● **What is asked**: Copy all of the data below line for line, without changing a single character.

● **Material**:

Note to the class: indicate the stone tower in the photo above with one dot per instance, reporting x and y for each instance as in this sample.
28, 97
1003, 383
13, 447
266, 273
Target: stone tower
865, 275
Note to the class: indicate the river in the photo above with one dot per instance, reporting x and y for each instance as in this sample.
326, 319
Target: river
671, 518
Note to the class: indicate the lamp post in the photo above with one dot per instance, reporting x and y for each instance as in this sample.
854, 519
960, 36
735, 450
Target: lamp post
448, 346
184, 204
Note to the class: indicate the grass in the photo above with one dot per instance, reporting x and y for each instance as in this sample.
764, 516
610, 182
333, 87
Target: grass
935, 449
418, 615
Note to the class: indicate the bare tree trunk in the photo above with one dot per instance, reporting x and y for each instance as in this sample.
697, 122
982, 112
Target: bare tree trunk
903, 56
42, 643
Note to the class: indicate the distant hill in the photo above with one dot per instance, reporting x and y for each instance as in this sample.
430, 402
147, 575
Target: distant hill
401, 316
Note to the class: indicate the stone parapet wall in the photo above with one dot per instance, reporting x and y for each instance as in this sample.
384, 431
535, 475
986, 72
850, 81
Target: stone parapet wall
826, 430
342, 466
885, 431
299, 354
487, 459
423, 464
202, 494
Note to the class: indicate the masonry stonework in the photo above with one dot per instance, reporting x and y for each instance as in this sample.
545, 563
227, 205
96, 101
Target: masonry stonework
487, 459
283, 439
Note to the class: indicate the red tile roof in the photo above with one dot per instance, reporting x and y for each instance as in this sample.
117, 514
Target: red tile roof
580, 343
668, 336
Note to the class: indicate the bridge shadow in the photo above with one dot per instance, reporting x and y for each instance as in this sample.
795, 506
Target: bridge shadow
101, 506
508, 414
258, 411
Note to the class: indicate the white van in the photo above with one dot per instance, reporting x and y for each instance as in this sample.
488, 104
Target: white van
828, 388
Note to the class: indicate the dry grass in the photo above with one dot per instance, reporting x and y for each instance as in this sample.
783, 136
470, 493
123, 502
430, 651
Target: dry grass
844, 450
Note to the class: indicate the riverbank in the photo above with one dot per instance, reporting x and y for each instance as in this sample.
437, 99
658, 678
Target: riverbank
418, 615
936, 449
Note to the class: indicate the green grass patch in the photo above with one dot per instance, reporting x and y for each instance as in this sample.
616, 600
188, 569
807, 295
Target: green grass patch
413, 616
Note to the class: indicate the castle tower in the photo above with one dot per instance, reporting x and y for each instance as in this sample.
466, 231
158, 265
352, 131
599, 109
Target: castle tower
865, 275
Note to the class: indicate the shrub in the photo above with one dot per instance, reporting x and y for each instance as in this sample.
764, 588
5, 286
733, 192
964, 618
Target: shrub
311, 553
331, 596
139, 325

● **Exercise output**:
Note to the class: indicate the stone tower in the photo above with one dot per instance, reporting x and y for each instance as in this sample.
28, 97
1003, 383
13, 447
266, 273
Target: stone tower
865, 275
Note to the class: indicate the river in the photo above with one dot per instance, reporting x and y for each instance as in this sample.
326, 319
Target: river
671, 518
Note to the class: indicate the lamp post in the photo above with one dot per instance, reporting x and y for each instance as in this sample.
854, 519
960, 36
735, 450
Target: lamp post
448, 346
184, 204
Note to the class: indicate the grass in the photo above with one dot per instance, reporting x and y for each instance as in this sample.
764, 516
610, 182
333, 87
Target: grass
935, 449
418, 615
Note to the class: indicate the bare tree trunk in the photo above with one dot per instance, reporting x and y for each instance as in this sample.
697, 122
982, 112
Target: bare tree trunk
903, 56
42, 643
Note to the class: indicate the distant hill in the photo above with one dot per instance, reporting x and y for each instance as in this sample.
430, 402
147, 575
Target: distant hill
401, 316
Note to the class: indicate the stone parapet wall in the photo above with one dot per instance, reporting x and y for each instance as in this sample.
384, 431
535, 475
986, 72
850, 81
Target: stone parapet wall
826, 430
342, 466
885, 431
299, 354
487, 459
423, 464
202, 494
Note to the class: indicate the masonry stonework in the photo above with one dot per instance, reporting x and y for each instance as in this sample.
545, 563
227, 205
96, 101
Target: masonry stonework
487, 459
283, 439
Note to the class: indicate the red tile roof in the photo above with one dot per instance, reporting x and y for each instance as in this sample.
117, 514
Target: red tile roof
580, 343
668, 336
Note to the class: indicate the bridge shadow in the photo above with one dot per instance, reporting x and y for each instance as in this sample.
795, 506
Target: bridge shadow
101, 506
508, 414
258, 411
Note to the class: indicate the white van in the photo above with one dot per instance, reporting x and y for each instance as in this sample.
488, 104
Target: white van
828, 388
Note to the class: indicate the dry grass in the photo above with one dot per instance, reporting x and y for each instance as in this sample.
783, 136
470, 493
123, 502
430, 651
Target: dry grass
844, 450
Note to the class: indicate the riverbank in the photo above with one dot per instance, reporting x and y for each instance as in this sample.
437, 99
658, 678
Target: riverbank
418, 615
936, 449
Note to the class: indicate the green grass patch in the photo above with one dot per instance, reporting x and y for each instance as in this sample.
616, 600
188, 569
807, 295
Target: green grass patch
413, 616
Note to the class: indicate the castle tower in the photo above with one dot per instance, reporting x and y for each instance as in this sample.
466, 231
158, 265
352, 131
599, 109
Target: castle tower
865, 275
Note to the class: indicate the shrub in the photo above with one dot per instance, reporting x and y for each instance as in this sample.
764, 588
5, 286
733, 192
964, 618
Target: shrub
311, 553
331, 596
139, 325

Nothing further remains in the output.